→ Instruction:
Pick out every line of the records below that contains the word "front" and copy each one in full, treating uppercase and lowercase as different.

→ Material for this exercise:
----

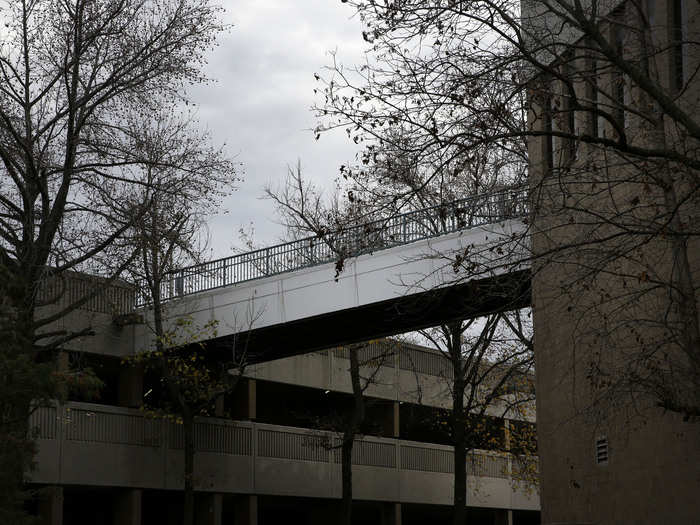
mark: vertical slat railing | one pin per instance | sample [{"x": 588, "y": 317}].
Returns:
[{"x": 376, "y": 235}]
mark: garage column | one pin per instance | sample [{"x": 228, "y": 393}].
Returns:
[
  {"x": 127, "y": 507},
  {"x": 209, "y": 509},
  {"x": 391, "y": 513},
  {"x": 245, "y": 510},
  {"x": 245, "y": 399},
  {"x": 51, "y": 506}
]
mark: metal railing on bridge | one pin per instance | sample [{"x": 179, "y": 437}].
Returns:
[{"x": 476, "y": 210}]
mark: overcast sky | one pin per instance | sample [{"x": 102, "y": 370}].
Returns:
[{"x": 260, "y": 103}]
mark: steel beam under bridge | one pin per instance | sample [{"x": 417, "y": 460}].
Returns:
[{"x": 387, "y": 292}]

----

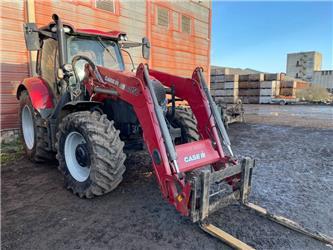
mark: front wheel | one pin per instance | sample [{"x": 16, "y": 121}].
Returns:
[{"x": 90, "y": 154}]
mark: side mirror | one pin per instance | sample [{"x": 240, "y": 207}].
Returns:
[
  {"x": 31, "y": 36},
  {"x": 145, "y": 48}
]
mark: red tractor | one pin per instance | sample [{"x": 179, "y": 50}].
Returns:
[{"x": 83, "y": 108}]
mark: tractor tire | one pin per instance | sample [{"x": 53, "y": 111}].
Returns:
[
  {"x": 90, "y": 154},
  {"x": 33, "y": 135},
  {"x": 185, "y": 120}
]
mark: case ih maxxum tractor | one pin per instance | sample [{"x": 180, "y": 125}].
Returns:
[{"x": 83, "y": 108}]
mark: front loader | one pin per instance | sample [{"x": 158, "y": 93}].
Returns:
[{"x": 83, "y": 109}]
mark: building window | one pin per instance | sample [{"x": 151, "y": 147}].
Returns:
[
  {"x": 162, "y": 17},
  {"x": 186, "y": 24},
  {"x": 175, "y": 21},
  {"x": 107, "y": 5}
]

----

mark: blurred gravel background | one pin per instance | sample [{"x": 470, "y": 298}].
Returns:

----

→ Written solution:
mark: front wheel | one pin per instance | sample [{"x": 16, "y": 121}].
mark: front loader | one pin per instance | sample [{"x": 158, "y": 93}].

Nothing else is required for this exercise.